### Data shown
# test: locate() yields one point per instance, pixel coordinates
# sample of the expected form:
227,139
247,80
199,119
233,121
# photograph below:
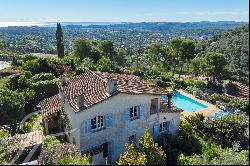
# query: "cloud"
216,13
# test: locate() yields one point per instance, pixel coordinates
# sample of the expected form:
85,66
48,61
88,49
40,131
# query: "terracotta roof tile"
50,105
93,87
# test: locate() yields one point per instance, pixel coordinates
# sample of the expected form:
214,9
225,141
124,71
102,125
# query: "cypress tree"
59,41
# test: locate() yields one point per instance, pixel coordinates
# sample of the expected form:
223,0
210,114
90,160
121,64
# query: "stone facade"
118,134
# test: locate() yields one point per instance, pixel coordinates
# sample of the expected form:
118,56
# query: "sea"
53,24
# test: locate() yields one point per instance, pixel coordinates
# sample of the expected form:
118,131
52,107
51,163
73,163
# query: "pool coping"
206,112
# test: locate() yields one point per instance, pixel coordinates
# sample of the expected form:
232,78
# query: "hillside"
235,45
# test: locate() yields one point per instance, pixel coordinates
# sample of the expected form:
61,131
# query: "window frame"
98,122
132,139
135,114
164,127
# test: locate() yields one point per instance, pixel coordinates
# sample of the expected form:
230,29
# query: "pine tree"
59,41
148,153
155,155
132,157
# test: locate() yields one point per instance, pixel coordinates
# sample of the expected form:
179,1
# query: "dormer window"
63,80
134,113
97,123
80,102
112,87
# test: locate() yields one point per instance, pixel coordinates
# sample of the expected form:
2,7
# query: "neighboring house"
109,110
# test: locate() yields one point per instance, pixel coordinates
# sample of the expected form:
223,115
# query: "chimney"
63,80
80,102
112,87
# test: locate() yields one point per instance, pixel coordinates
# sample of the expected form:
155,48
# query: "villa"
106,111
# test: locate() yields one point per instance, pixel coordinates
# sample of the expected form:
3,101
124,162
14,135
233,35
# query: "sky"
123,10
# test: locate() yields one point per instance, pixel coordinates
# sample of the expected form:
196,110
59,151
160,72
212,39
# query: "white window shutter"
156,130
142,111
108,120
127,115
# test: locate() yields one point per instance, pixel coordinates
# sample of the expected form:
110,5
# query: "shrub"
76,160
184,160
3,133
132,157
50,141
11,106
52,155
33,124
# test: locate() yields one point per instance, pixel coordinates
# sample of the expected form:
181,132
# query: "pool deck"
206,112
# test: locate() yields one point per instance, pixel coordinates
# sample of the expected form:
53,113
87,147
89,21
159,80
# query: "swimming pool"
185,103
220,113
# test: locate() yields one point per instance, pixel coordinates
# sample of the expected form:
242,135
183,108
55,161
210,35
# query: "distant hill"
173,26
235,45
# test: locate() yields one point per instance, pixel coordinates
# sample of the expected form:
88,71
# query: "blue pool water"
185,103
220,113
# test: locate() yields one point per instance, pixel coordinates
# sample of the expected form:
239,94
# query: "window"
134,112
132,139
164,127
97,122
154,106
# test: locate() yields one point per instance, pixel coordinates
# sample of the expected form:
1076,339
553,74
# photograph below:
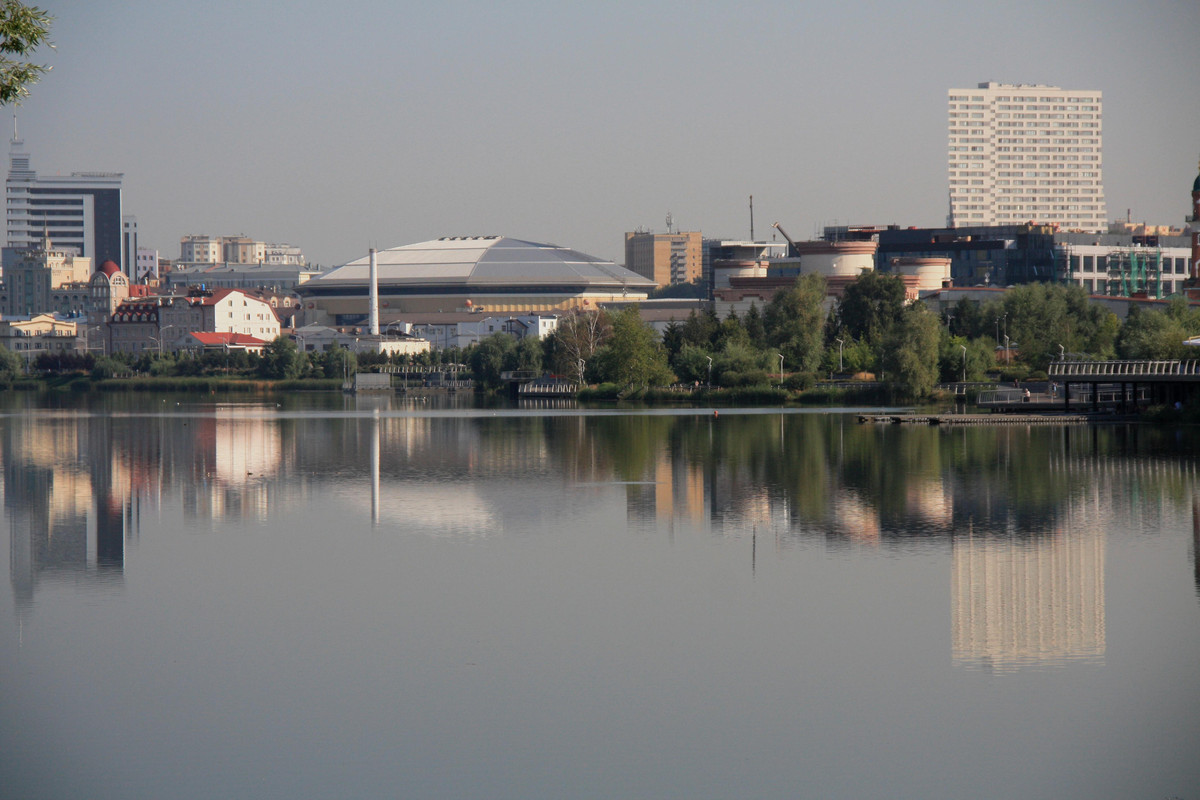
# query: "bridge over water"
1156,383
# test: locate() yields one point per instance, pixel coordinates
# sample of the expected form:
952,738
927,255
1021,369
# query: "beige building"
37,281
665,258
235,250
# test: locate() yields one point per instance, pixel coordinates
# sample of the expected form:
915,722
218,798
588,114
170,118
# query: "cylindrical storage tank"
837,258
931,272
725,269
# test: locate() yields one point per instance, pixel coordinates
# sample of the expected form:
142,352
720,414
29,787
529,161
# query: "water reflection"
1021,513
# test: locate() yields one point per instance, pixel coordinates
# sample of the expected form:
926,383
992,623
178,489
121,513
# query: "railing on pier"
1123,370
547,389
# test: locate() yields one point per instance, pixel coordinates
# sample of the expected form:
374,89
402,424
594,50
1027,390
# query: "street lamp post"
88,337
162,335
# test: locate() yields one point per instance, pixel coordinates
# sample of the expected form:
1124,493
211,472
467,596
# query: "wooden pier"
975,419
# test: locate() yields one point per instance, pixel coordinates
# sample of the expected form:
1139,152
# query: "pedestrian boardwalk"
975,419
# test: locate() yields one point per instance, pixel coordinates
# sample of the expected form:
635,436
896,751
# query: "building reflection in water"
67,505
1018,512
1018,601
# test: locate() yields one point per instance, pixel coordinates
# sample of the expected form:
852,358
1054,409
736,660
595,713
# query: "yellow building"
665,258
29,337
31,276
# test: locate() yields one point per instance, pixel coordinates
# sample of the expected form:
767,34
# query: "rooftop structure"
81,211
468,274
666,258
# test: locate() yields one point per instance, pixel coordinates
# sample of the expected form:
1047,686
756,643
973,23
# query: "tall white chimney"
373,319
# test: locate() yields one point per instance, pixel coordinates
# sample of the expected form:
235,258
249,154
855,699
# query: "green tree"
1152,335
691,365
491,356
977,361
871,306
1045,319
23,29
731,331
795,320
12,366
634,358
281,360
527,356
579,335
755,330
910,353
701,329
673,341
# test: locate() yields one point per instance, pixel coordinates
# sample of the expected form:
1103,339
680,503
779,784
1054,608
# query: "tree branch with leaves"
23,29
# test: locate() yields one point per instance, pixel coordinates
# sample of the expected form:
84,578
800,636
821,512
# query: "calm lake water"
340,597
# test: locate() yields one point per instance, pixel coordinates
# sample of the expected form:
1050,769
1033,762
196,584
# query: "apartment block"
1026,154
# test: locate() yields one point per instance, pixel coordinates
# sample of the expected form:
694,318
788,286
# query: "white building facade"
1026,152
81,211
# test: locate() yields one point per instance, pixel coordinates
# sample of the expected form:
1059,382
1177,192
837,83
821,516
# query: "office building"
468,274
81,211
666,258
1025,154
195,250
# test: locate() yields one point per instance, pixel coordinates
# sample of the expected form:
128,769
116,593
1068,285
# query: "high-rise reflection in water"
67,504
1021,513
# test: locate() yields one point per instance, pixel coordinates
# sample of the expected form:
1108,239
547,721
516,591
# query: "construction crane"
792,251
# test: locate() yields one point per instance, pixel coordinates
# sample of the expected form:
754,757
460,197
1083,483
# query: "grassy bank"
161,384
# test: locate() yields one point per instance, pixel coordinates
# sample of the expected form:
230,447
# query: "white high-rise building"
81,211
1025,152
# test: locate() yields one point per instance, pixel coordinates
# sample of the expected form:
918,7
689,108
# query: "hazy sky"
336,126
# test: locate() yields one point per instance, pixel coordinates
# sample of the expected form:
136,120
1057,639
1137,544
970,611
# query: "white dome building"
468,274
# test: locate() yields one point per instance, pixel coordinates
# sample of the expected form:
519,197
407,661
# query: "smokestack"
373,318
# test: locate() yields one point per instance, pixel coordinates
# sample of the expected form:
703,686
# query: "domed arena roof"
483,263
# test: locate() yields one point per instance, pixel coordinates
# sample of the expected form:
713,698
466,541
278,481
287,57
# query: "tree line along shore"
869,347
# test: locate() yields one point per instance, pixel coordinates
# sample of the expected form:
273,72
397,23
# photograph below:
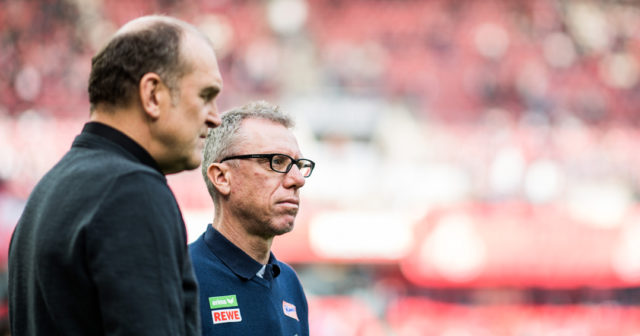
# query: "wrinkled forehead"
266,136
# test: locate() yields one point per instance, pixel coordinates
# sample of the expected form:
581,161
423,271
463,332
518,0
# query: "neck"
258,248
126,121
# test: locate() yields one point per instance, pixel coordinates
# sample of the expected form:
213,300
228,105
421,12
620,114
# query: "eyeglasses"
280,163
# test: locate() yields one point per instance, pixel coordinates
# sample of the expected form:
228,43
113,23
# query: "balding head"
143,45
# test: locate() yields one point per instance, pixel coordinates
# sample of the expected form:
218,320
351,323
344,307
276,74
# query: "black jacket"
101,249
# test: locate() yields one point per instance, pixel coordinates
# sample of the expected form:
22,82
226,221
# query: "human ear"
220,177
152,93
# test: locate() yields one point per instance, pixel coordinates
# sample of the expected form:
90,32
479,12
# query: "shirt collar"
237,260
123,140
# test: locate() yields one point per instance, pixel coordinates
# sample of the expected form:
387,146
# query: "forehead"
265,136
200,55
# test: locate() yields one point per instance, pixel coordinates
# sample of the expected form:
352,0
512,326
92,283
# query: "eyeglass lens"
283,163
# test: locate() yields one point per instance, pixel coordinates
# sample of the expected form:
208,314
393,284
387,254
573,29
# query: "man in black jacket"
101,246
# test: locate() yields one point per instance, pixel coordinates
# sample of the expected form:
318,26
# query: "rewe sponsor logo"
223,301
226,315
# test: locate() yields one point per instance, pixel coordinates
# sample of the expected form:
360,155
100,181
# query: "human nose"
294,178
213,119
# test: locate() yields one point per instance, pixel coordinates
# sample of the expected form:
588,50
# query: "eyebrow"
210,92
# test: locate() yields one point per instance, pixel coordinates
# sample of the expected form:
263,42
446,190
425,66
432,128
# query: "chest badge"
289,310
227,313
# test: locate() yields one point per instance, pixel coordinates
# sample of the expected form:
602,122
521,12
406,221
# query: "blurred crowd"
405,105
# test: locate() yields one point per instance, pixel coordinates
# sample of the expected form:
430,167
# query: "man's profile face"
266,200
193,108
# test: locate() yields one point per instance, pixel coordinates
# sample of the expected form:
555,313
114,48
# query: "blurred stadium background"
477,161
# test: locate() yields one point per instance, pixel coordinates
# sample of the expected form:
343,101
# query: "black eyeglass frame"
270,157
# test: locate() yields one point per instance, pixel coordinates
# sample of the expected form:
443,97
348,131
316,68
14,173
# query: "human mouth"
290,202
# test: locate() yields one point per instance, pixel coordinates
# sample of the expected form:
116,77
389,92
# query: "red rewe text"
226,315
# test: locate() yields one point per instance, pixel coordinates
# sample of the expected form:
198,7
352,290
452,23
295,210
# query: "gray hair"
222,140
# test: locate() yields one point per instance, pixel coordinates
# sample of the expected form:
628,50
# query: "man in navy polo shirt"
254,171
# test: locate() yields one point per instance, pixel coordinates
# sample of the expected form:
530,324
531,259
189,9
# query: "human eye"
280,162
209,94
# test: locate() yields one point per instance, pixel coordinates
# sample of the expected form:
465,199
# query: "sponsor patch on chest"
289,310
226,315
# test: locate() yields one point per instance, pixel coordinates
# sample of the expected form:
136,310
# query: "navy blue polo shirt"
240,296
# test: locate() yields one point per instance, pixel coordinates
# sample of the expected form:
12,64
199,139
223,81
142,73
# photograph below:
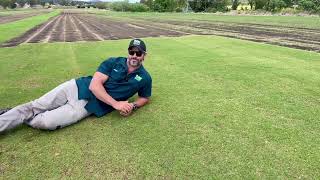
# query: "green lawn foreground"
16,28
221,108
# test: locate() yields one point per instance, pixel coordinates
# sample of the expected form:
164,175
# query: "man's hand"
125,114
123,106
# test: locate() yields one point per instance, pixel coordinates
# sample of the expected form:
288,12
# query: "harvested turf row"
29,34
306,41
16,17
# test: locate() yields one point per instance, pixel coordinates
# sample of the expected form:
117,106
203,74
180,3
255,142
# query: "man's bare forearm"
98,90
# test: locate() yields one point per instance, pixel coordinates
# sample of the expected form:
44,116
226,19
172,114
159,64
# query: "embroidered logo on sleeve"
138,78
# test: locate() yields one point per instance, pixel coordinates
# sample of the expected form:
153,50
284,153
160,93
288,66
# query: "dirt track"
70,27
16,17
300,38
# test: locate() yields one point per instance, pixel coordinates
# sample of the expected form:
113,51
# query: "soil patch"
16,17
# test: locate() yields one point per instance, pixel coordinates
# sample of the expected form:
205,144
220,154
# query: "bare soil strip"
16,17
300,38
71,27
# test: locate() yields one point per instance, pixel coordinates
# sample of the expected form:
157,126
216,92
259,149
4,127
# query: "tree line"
182,5
223,5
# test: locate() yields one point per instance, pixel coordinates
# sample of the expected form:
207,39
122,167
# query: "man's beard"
134,62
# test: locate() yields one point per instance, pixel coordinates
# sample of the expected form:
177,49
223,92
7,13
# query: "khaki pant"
58,108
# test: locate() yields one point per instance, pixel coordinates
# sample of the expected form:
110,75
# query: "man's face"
135,57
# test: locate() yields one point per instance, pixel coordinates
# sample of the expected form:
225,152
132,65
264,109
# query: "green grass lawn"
221,108
16,28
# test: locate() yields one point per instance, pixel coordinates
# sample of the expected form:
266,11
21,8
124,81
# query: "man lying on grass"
116,80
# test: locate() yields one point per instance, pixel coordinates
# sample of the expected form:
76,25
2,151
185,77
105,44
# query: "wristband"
135,106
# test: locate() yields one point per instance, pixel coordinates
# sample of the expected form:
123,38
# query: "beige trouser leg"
58,108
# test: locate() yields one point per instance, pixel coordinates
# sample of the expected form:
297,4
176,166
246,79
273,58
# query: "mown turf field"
16,28
221,108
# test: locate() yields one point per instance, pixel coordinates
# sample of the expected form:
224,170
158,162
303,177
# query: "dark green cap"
139,44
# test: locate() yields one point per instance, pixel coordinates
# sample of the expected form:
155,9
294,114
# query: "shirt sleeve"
145,91
106,66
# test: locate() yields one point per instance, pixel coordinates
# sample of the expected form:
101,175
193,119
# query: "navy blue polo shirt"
120,85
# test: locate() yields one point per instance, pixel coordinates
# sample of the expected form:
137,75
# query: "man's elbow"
92,87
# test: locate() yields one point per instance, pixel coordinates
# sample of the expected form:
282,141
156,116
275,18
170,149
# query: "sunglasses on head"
138,53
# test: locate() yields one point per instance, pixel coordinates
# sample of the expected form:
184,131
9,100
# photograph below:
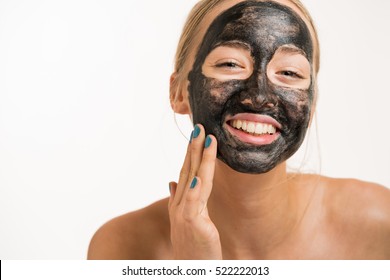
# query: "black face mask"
264,27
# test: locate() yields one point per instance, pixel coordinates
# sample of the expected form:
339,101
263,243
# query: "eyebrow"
234,44
291,49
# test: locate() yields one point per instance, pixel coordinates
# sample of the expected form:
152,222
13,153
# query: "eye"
290,74
228,64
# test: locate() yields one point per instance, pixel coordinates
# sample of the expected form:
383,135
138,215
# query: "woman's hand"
193,234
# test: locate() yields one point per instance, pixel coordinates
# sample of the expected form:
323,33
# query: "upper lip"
250,117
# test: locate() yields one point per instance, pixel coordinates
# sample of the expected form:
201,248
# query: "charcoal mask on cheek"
264,27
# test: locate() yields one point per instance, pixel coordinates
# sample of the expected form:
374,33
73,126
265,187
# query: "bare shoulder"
360,211
142,234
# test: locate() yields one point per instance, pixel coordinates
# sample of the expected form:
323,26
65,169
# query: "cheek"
214,94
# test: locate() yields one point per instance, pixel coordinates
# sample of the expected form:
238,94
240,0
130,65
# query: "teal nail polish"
196,131
193,183
207,142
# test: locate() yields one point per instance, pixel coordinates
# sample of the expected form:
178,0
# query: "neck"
253,213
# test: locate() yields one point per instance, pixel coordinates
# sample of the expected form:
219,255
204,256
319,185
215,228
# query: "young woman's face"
251,84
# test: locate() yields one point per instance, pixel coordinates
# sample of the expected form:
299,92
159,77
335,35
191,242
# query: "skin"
235,215
250,25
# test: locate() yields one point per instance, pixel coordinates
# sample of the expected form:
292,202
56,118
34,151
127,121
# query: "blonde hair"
196,16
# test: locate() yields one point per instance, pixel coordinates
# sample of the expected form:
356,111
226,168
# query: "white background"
86,131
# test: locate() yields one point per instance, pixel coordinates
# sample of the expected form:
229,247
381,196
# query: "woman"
246,74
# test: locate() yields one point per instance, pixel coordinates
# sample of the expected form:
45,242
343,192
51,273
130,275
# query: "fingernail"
193,183
196,131
207,142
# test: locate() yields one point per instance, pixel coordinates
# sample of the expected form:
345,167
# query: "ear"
178,95
314,104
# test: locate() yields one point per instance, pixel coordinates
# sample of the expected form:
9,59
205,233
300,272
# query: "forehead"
221,8
262,23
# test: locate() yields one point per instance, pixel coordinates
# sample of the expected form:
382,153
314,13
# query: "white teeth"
259,128
250,127
253,127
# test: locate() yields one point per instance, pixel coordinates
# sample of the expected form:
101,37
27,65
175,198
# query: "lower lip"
258,140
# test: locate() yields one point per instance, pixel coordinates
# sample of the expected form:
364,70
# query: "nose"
259,95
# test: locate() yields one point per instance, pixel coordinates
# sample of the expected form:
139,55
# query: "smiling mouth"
253,128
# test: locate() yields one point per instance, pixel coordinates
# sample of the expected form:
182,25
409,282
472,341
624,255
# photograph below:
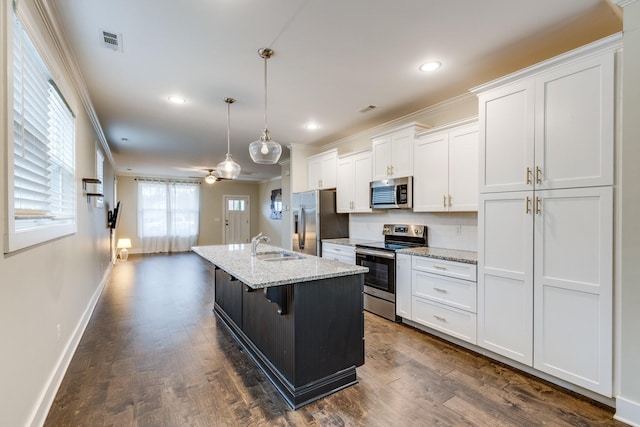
######
Instructions to follow -
Return each line of the listing that contains the string "jacket".

Complete output -
# query: "black jacket"
# query: "man in black jacket"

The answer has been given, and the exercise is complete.